[Information given Boundary: Start]

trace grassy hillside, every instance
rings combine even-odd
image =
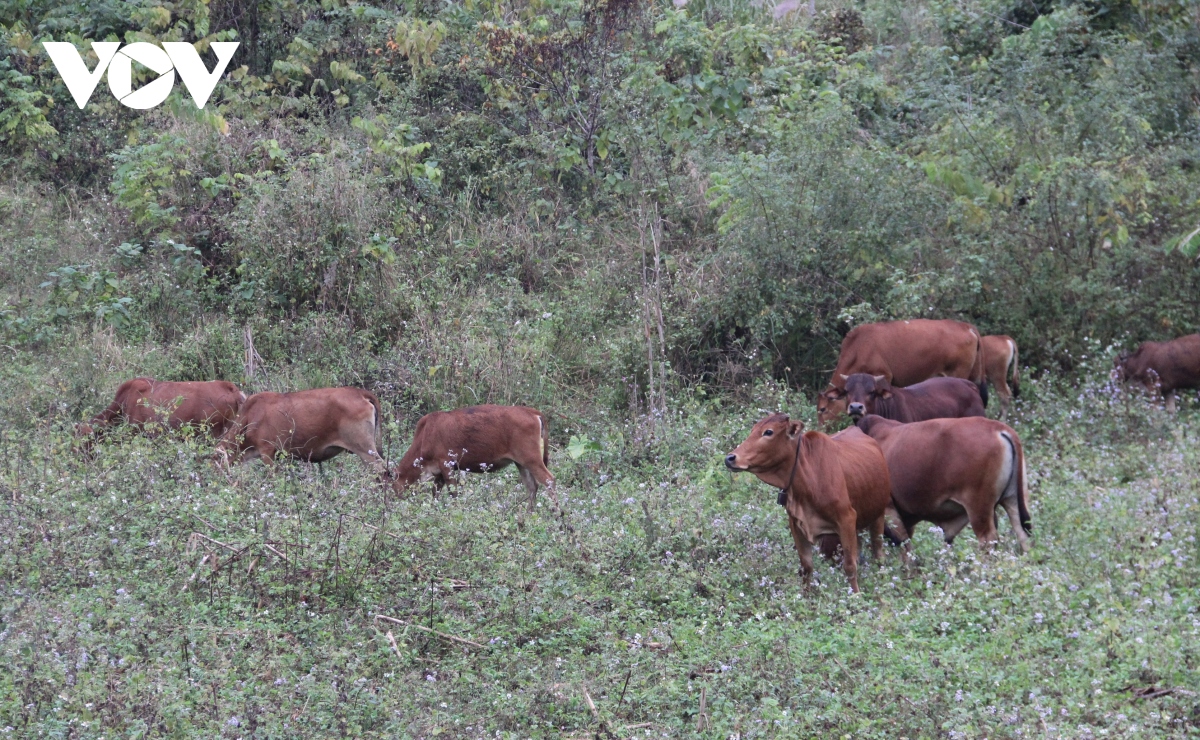
[[[6,388],[62,377],[43,357],[13,360]],[[527,516],[511,472],[397,499],[348,457],[227,477],[203,440],[118,436],[85,461],[65,417],[47,420],[33,391],[6,394],[6,416],[28,421],[2,437],[0,727],[1189,736],[1200,417],[1097,380],[1034,381],[1025,396],[1033,552],[1016,556],[1004,524],[987,556],[925,525],[916,570],[888,548],[850,596],[825,563],[803,593],[774,489],[721,469],[764,411],[811,422],[775,386],[682,400],[652,437],[645,421],[556,409],[599,447],[553,450],[561,520],[544,497]],[[393,458],[408,430],[389,426]]]
[[[1107,379],[1200,328],[1196,8],[816,7],[0,0],[0,734],[1200,733],[1196,398]],[[81,111],[41,43],[104,39],[241,46],[203,110]],[[912,317],[1017,339],[1035,548],[802,593],[721,456]],[[562,513],[81,458],[143,374],[368,388],[393,460],[537,406]]]

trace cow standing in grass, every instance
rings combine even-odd
[[[1004,421],[1013,398],[1021,395],[1017,343],[1003,334],[980,337],[980,341],[983,343],[984,372],[988,382],[996,387],[996,395],[1000,398],[1000,421]]]
[[[1123,383],[1141,383],[1151,393],[1161,392],[1167,411],[1175,412],[1175,391],[1200,388],[1200,334],[1169,342],[1142,342],[1133,354],[1122,353],[1113,362]]]
[[[996,507],[1004,507],[1021,551],[1029,550],[1025,449],[1010,427],[985,418],[901,424],[864,416],[862,429],[887,458],[893,514],[907,540],[917,522],[942,528],[947,543],[968,523],[981,547],[998,539]],[[907,550],[907,547],[906,547]]]
[[[242,404],[217,454],[222,461],[257,457],[270,464],[281,454],[319,463],[353,452],[386,476],[379,456],[381,425],[379,399],[361,388],[255,393]]]
[[[987,405],[979,331],[962,321],[912,319],[852,329],[842,340],[829,385],[817,396],[819,423],[846,413],[846,379],[855,373],[881,375],[901,388],[929,378],[966,378]]]
[[[870,530],[878,562],[891,498],[887,463],[874,440],[854,427],[833,437],[805,432],[787,414],[772,414],[754,425],[725,465],[780,489],[805,586],[812,578],[813,545],[836,537],[850,588],[858,591],[858,532]]]
[[[190,424],[220,436],[233,423],[245,400],[245,393],[224,380],[134,378],[122,383],[109,407],[90,422],[78,425],[75,434],[90,439],[124,422],[139,430],[154,424],[168,429]]]
[[[435,411],[417,422],[412,444],[394,470],[397,493],[420,481],[433,481],[438,490],[453,482],[455,472],[486,473],[516,465],[533,510],[538,486],[551,499],[546,419],[528,406],[467,406]]]

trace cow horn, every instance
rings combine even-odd
[[[838,376],[839,376],[839,377],[840,377],[842,380],[846,380],[847,378],[849,378],[849,377],[850,377],[849,375],[846,375],[845,373],[838,373]]]
[[[872,377],[875,378],[876,383],[882,383],[883,381],[887,380],[886,375],[874,375]]]

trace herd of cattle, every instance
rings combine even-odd
[[[779,489],[778,501],[800,557],[805,584],[813,548],[833,557],[858,590],[858,533],[868,530],[882,556],[888,531],[911,554],[912,527],[927,521],[946,542],[971,525],[982,547],[997,540],[996,509],[1008,514],[1022,552],[1031,522],[1025,452],[1002,421],[984,416],[988,384],[1000,397],[1001,419],[1019,392],[1016,343],[981,336],[960,321],[918,319],[865,324],[842,342],[837,368],[817,397],[828,425],[848,414],[855,425],[834,435],[804,431],[777,413],[759,421],[725,458]],[[1200,388],[1200,334],[1145,342],[1114,361],[1122,382],[1161,392],[1175,409],[1175,391]],[[1010,385],[1011,381],[1011,385]],[[469,406],[437,411],[417,422],[413,442],[391,470],[379,454],[379,399],[360,388],[317,388],[247,397],[226,381],[169,382],[135,378],[76,435],[85,446],[115,424],[202,427],[218,439],[222,465],[278,455],[322,462],[352,452],[397,492],[421,481],[438,488],[457,472],[516,465],[533,507],[539,485],[554,496],[546,420],[525,406]]]

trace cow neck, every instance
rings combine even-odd
[[[788,473],[787,485],[779,489],[779,496],[775,499],[775,503],[786,507],[788,500],[788,491],[792,490],[792,480],[796,477],[796,466],[800,464],[800,443],[804,441],[804,430],[801,429],[796,434],[796,457],[792,460],[792,472]]]

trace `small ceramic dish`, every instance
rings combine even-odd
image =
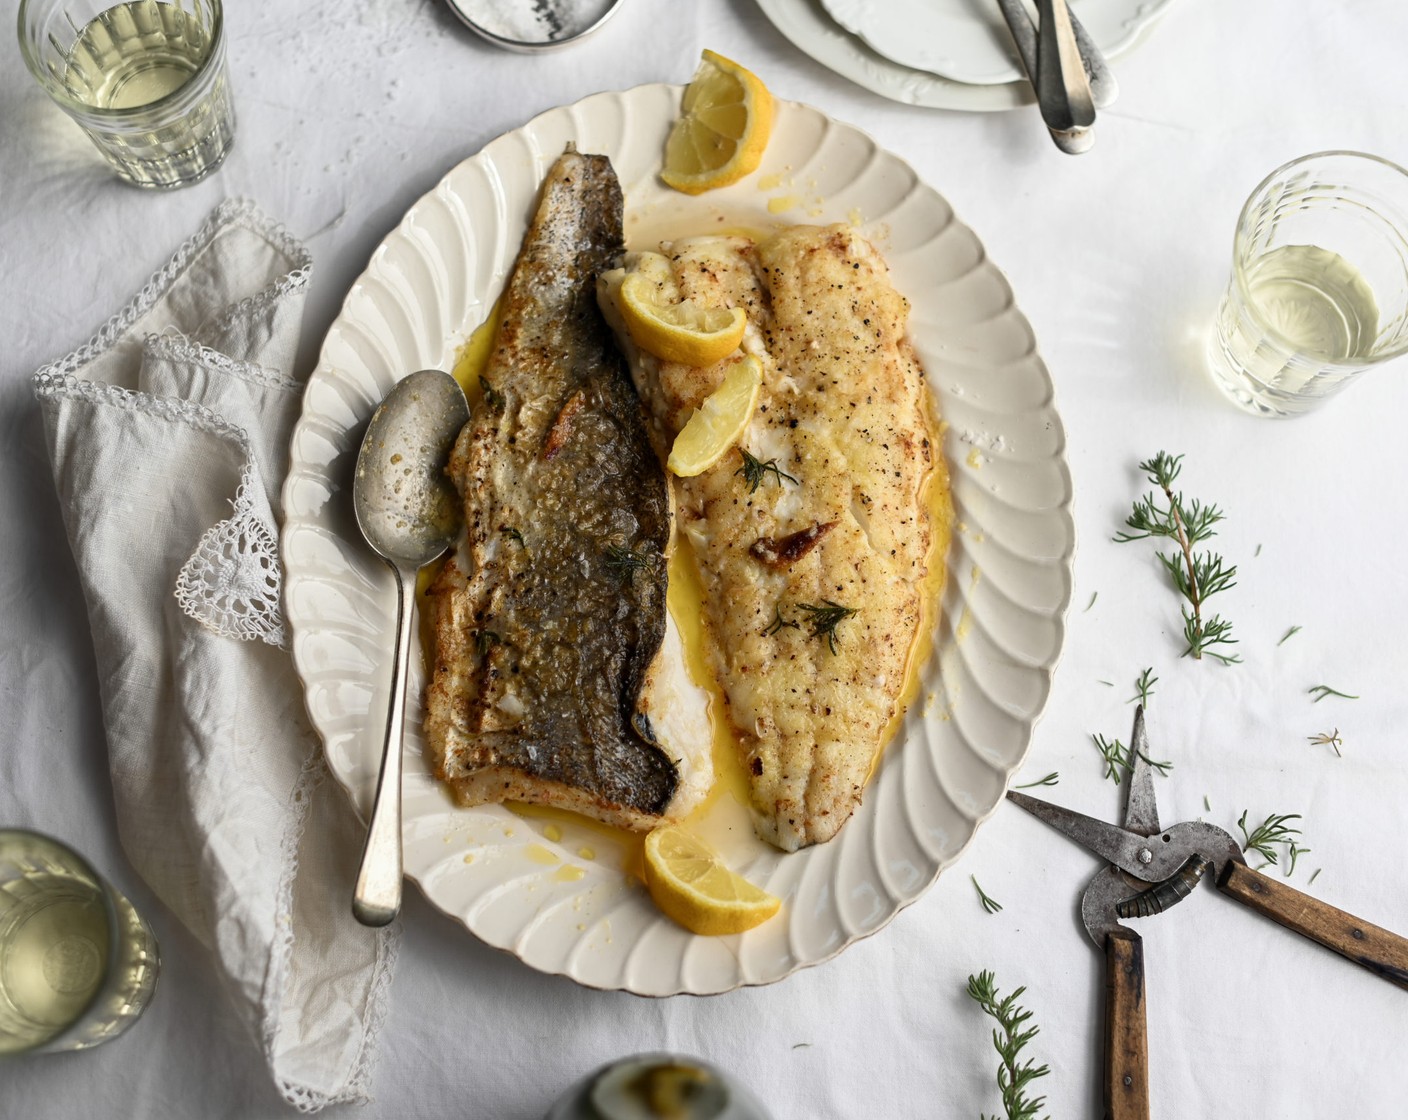
[[[581,42],[622,0],[446,0],[460,21],[496,47],[519,54]]]

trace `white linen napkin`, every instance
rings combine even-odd
[[[34,376],[97,653],[123,847],[214,953],[284,1097],[369,1099],[398,934],[285,645],[279,487],[311,258],[221,205]]]

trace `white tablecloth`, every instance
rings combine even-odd
[[[1174,762],[1157,783],[1165,822],[1301,813],[1312,851],[1292,882],[1323,868],[1313,893],[1408,931],[1404,365],[1276,423],[1227,404],[1201,357],[1237,211],[1266,172],[1326,148],[1408,162],[1408,10],[1180,0],[1118,63],[1120,100],[1076,159],[1033,109],[963,114],[872,95],[798,52],[752,0],[628,0],[594,39],[536,58],[482,44],[433,0],[232,4],[227,18],[238,139],[216,175],[176,193],[114,180],[13,42],[0,67],[0,822],[88,853],[150,916],[164,957],[154,1004],[117,1042],[0,1067],[0,1116],[287,1114],[204,952],[117,848],[87,620],[28,375],[86,339],[233,195],[312,249],[311,363],[372,249],[448,168],[553,105],[683,81],[706,46],[913,163],[1034,326],[1080,543],[1065,652],[1019,780],[1057,770],[1060,785],[1039,792],[1115,819],[1090,736],[1127,741],[1134,678],[1152,666],[1153,753]],[[1218,606],[1242,665],[1180,658],[1152,548],[1111,542],[1143,490],[1136,463],[1160,449],[1185,453],[1187,492],[1227,511],[1214,543],[1241,576]],[[1320,683],[1360,699],[1313,704]],[[1307,742],[1331,729],[1343,757]],[[534,973],[412,889],[377,1100],[360,1115],[535,1120],[590,1068],[655,1049],[733,1071],[778,1120],[992,1113],[989,1023],[964,993],[984,968],[1003,990],[1027,986],[1047,1111],[1095,1115],[1103,960],[1076,905],[1096,867],[1000,806],[920,902],[837,959],[767,988],[660,1001]],[[1001,913],[982,910],[970,874]],[[1141,930],[1156,1117],[1404,1114],[1403,991],[1207,888]]]

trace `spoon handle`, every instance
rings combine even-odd
[[[381,776],[372,802],[371,824],[352,895],[352,913],[364,926],[384,926],[401,909],[401,739],[406,724],[406,670],[411,658],[410,587],[415,579],[398,565],[396,572],[396,653],[391,669],[391,702],[386,739],[381,748]]]

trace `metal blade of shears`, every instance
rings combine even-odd
[[[1007,800],[1038,820],[1045,821],[1081,847],[1109,860],[1121,871],[1128,871],[1146,883],[1167,879],[1188,858],[1186,852],[1179,855],[1181,849],[1176,850],[1174,845],[1158,840],[1150,843],[1147,836],[1137,832],[1087,817],[1072,809],[1063,809],[1037,797],[1028,797],[1016,790],[1007,791]]]
[[[1159,806],[1154,800],[1154,768],[1149,765],[1149,736],[1144,730],[1143,704],[1134,709],[1134,730],[1130,733],[1124,826],[1141,836],[1153,836],[1159,831]]]

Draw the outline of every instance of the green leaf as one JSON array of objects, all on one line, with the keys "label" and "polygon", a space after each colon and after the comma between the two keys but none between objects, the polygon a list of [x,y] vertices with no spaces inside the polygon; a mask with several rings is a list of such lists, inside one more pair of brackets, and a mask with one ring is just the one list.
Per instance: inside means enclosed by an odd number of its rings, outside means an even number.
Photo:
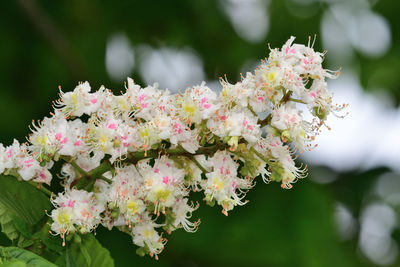
[{"label": "green leaf", "polygon": [[23,237],[31,239],[32,231],[30,227],[25,223],[25,221],[14,214],[11,215],[11,218],[14,223],[15,229],[17,229],[17,231],[20,232]]},{"label": "green leaf", "polygon": [[0,176],[1,230],[13,244],[22,248],[32,245],[32,228],[50,207],[49,199],[32,185]]},{"label": "green leaf", "polygon": [[38,223],[51,208],[49,198],[42,192],[12,176],[0,176],[0,203],[6,212],[21,218],[28,226]]},{"label": "green leaf", "polygon": [[0,258],[4,266],[56,267],[35,253],[17,247],[0,247]]},{"label": "green leaf", "polygon": [[1,264],[1,267],[26,267],[26,264],[20,260],[12,260]]},{"label": "green leaf", "polygon": [[15,240],[19,237],[19,232],[15,228],[11,214],[7,212],[7,209],[0,203],[0,225],[1,231],[10,239]]},{"label": "green leaf", "polygon": [[64,250],[60,236],[53,236],[49,234],[49,231],[50,225],[46,224],[39,232],[33,235],[33,238],[41,240],[43,244],[52,251],[61,252]]},{"label": "green leaf", "polygon": [[[0,203],[0,225],[1,225],[1,231],[11,240],[11,241],[16,241],[18,247],[28,247],[32,245],[33,241],[26,239],[26,236],[21,234],[21,232],[18,229],[18,226],[23,229],[26,227],[26,224],[24,222],[21,222],[17,219],[17,223],[14,221],[15,216],[12,213],[7,212],[7,209],[5,208],[4,205]],[[27,229],[24,229],[23,231],[26,232]]]},{"label": "green leaf", "polygon": [[92,235],[82,236],[81,243],[70,242],[57,265],[67,267],[113,267],[114,260],[110,252],[105,249]]}]

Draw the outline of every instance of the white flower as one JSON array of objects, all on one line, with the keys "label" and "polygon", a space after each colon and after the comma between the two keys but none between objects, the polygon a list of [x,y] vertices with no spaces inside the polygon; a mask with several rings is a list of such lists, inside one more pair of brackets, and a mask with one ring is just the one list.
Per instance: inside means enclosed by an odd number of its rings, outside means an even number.
[{"label": "white flower", "polygon": [[75,229],[81,233],[91,232],[100,223],[100,213],[104,211],[104,206],[98,203],[93,193],[84,190],[59,193],[52,203],[56,209],[51,214],[51,228],[62,235]]},{"label": "white flower", "polygon": [[218,116],[208,120],[207,127],[221,138],[243,136],[248,142],[254,143],[261,136],[257,120],[249,110],[235,107],[225,113],[219,112]]},{"label": "white flower", "polygon": [[247,107],[248,99],[252,95],[253,83],[247,81],[246,83],[230,84],[222,79],[220,83],[222,85],[220,98],[224,106],[230,107],[236,104],[240,107]]},{"label": "white flower", "polygon": [[80,83],[72,92],[63,93],[60,90],[61,99],[55,106],[67,116],[82,116],[97,110],[101,104],[104,89],[100,89],[94,94],[90,93],[88,82]]},{"label": "white flower", "polygon": [[139,247],[148,248],[150,255],[156,255],[156,257],[163,251],[166,243],[166,240],[154,229],[159,226],[147,218],[132,228],[133,243]]},{"label": "white flower", "polygon": [[182,119],[190,123],[200,123],[208,119],[219,108],[217,94],[208,88],[205,82],[188,88],[177,104]]},{"label": "white flower", "polygon": [[187,194],[183,186],[185,172],[165,156],[156,159],[153,167],[147,163],[139,165],[139,172],[144,178],[145,200],[154,204],[155,214],[165,212],[176,198]]},{"label": "white flower", "polygon": [[237,164],[227,151],[218,151],[209,159],[213,164],[213,171],[206,174],[207,180],[202,182],[202,188],[207,201],[215,199],[223,207],[222,212],[232,210],[236,205],[244,205],[244,192],[251,184],[245,179],[237,177]]},{"label": "white flower", "polygon": [[172,212],[175,215],[174,227],[181,226],[185,229],[186,232],[196,232],[198,223],[191,222],[189,219],[192,217],[192,212],[195,211],[198,207],[194,207],[192,205],[188,205],[188,199],[177,199],[176,203],[172,209]]},{"label": "white flower", "polygon": [[281,131],[282,141],[293,141],[296,149],[303,150],[310,139],[310,123],[303,120],[301,111],[289,103],[273,110],[272,114],[271,125]]}]

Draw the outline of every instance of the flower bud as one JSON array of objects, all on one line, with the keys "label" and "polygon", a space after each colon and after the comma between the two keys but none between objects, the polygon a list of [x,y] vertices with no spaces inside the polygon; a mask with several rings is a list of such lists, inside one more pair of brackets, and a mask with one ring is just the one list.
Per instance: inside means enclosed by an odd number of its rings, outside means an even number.
[{"label": "flower bud", "polygon": [[320,120],[325,120],[326,117],[328,117],[329,114],[329,110],[326,110],[324,108],[321,107],[314,107],[312,110],[312,114],[314,116],[317,116]]},{"label": "flower bud", "polygon": [[282,142],[285,142],[285,143],[290,143],[290,142],[292,142],[292,136],[291,136],[289,130],[284,130],[284,131],[281,133],[281,140],[282,140]]}]

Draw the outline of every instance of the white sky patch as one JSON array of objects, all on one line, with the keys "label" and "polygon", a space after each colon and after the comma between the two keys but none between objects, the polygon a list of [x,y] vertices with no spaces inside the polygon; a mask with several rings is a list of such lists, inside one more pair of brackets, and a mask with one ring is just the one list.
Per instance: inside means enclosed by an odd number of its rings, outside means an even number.
[{"label": "white sky patch", "polygon": [[265,40],[269,29],[269,0],[220,0],[236,33],[252,43]]},{"label": "white sky patch", "polygon": [[380,57],[389,50],[392,36],[388,21],[381,15],[363,10],[352,17],[350,40],[354,47],[369,57]]},{"label": "white sky patch", "polygon": [[335,222],[341,240],[351,239],[357,230],[357,223],[350,210],[340,202],[336,203]]},{"label": "white sky patch", "polygon": [[158,82],[161,89],[168,88],[172,93],[200,84],[205,78],[203,62],[190,48],[144,46],[140,55],[140,74],[145,82]]},{"label": "white sky patch", "polygon": [[332,4],[322,17],[321,32],[328,58],[342,64],[351,59],[353,49],[371,58],[381,57],[392,40],[388,21],[361,0]]},{"label": "white sky patch", "polygon": [[112,35],[106,45],[106,71],[115,82],[128,77],[135,66],[135,53],[128,37],[124,33]]},{"label": "white sky patch", "polygon": [[398,255],[398,246],[391,238],[396,227],[396,213],[385,204],[373,203],[361,215],[359,247],[363,254],[379,265],[393,263]]},{"label": "white sky patch", "polygon": [[354,73],[329,81],[336,103],[349,103],[344,119],[330,115],[318,147],[302,156],[337,171],[387,166],[400,172],[400,110],[383,95],[364,92]]}]

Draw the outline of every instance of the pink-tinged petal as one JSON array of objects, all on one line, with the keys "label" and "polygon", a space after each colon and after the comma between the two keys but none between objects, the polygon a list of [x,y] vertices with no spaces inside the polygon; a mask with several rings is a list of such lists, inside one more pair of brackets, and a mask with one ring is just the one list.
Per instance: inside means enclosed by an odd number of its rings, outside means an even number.
[{"label": "pink-tinged petal", "polygon": [[60,141],[60,140],[61,140],[61,137],[62,137],[62,134],[61,134],[61,133],[56,133],[56,140],[57,140],[57,141]]},{"label": "pink-tinged petal", "polygon": [[237,183],[235,181],[233,181],[232,182],[233,191],[235,191],[237,187],[238,187]]},{"label": "pink-tinged petal", "polygon": [[108,129],[115,130],[117,129],[117,125],[115,123],[111,123],[108,125]]},{"label": "pink-tinged petal", "polygon": [[162,178],[162,181],[163,181],[164,184],[168,184],[169,177],[168,177],[168,176],[164,176],[164,177]]},{"label": "pink-tinged petal", "polygon": [[181,128],[182,127],[181,127],[181,125],[179,125],[179,123],[175,123],[175,125],[174,125],[175,133],[181,134],[182,133],[182,129]]},{"label": "pink-tinged petal", "polygon": [[74,204],[75,204],[75,201],[73,201],[71,199],[68,201],[68,207],[73,208]]},{"label": "pink-tinged petal", "polygon": [[139,102],[142,102],[146,98],[146,94],[141,94],[139,96]]}]

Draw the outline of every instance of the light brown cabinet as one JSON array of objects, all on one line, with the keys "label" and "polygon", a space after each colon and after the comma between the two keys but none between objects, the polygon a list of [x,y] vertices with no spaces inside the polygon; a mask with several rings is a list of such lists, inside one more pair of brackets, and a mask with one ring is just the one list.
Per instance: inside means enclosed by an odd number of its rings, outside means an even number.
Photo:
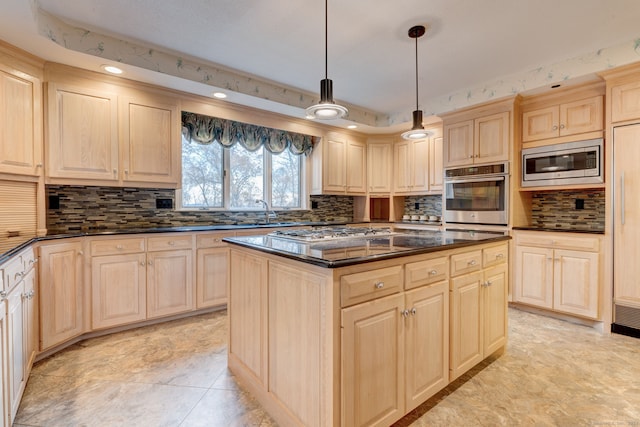
[{"label": "light brown cabinet", "polygon": [[193,310],[192,250],[147,253],[147,318]]},{"label": "light brown cabinet", "polygon": [[510,112],[444,124],[444,166],[509,160]]},{"label": "light brown cabinet", "polygon": [[613,85],[610,98],[612,123],[640,119],[640,81]]},{"label": "light brown cabinet", "polygon": [[222,241],[235,232],[214,232],[196,236],[196,308],[227,303],[229,248]]},{"label": "light brown cabinet", "polygon": [[429,192],[429,139],[398,141],[393,146],[393,192]]},{"label": "light brown cabinet", "polygon": [[13,63],[0,63],[0,123],[0,172],[41,175],[42,84]]},{"label": "light brown cabinet", "polygon": [[602,131],[603,121],[602,96],[524,111],[522,142]]},{"label": "light brown cabinet", "polygon": [[367,186],[369,194],[391,193],[393,142],[367,142]]},{"label": "light brown cabinet", "polygon": [[515,302],[599,318],[600,238],[517,232]]},{"label": "light brown cabinet", "polygon": [[63,71],[47,83],[47,182],[177,187],[179,100]]},{"label": "light brown cabinet", "polygon": [[81,241],[47,243],[40,251],[40,349],[86,332]]},{"label": "light brown cabinet", "polygon": [[364,195],[367,146],[354,137],[330,133],[311,154],[311,194]]},{"label": "light brown cabinet", "polygon": [[0,381],[2,387],[0,387],[0,426],[11,426],[11,417],[9,415],[9,345],[5,337],[8,336],[8,324],[7,324],[7,301],[6,295],[2,296],[0,300]]},{"label": "light brown cabinet", "polygon": [[451,257],[449,381],[507,340],[508,244]]}]

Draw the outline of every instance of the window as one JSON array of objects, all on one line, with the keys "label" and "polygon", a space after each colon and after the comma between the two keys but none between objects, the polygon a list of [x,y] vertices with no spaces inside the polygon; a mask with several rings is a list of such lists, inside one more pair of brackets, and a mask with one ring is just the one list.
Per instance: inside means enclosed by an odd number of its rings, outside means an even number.
[{"label": "window", "polygon": [[302,208],[303,157],[284,150],[273,154],[260,146],[255,151],[236,143],[223,147],[182,138],[183,209]]}]

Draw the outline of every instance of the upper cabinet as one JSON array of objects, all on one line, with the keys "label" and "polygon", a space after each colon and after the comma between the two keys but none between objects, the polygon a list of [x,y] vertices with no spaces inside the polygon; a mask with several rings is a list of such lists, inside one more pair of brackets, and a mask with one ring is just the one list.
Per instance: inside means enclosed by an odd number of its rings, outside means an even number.
[{"label": "upper cabinet", "polygon": [[364,195],[367,145],[357,138],[329,133],[311,154],[311,194]]},{"label": "upper cabinet", "polygon": [[47,83],[50,184],[175,188],[180,182],[177,97],[52,66]]},{"label": "upper cabinet", "polygon": [[395,194],[433,194],[442,191],[442,128],[428,128],[430,136],[401,140],[393,147]]},{"label": "upper cabinet", "polygon": [[515,97],[442,115],[444,167],[511,160]]},{"label": "upper cabinet", "polygon": [[524,147],[602,137],[604,84],[595,81],[525,97],[521,108]]},{"label": "upper cabinet", "polygon": [[393,141],[367,141],[367,186],[369,194],[391,193]]},{"label": "upper cabinet", "polygon": [[33,61],[0,45],[0,173],[42,173],[42,71]]},{"label": "upper cabinet", "polygon": [[640,119],[640,66],[638,63],[601,73],[606,80],[607,114],[611,123]]}]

[Information given Boundary: End]

▶ **Task prompt**:
Supply the count of lines in the entries that contain the word "trace", and nothing besides.

▶ **Answer to the exercise**:
10